• [EXCERPTED DATA]:

=-=-=

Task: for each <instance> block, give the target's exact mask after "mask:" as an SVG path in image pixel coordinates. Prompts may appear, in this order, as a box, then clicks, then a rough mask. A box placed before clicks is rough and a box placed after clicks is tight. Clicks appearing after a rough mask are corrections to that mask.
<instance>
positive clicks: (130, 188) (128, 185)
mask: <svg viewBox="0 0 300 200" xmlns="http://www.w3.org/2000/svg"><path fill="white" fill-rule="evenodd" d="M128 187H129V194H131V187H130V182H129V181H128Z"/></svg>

=-=-=

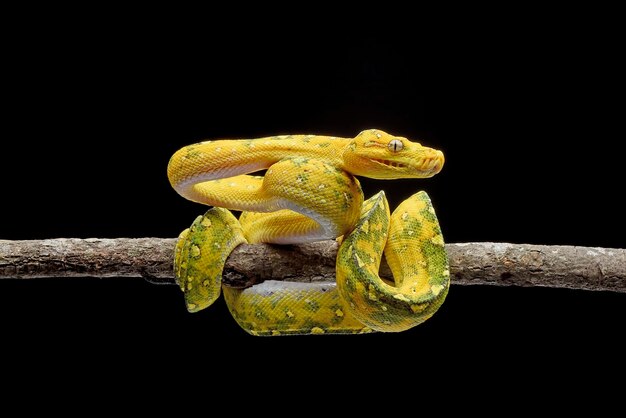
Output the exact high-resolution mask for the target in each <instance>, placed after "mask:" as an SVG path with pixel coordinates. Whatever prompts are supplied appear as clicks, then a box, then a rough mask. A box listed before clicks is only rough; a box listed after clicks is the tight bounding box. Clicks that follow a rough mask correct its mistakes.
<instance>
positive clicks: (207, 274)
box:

=-=-=

• [EXERCISE DETAILS]: Find each line in the records above that contains the string "positive", matching case, and copy those lines.

• [OUTPUT OF THE EXERCISE]:
positive clicks: (130, 188) (128, 185)
positive clicks: (207, 274)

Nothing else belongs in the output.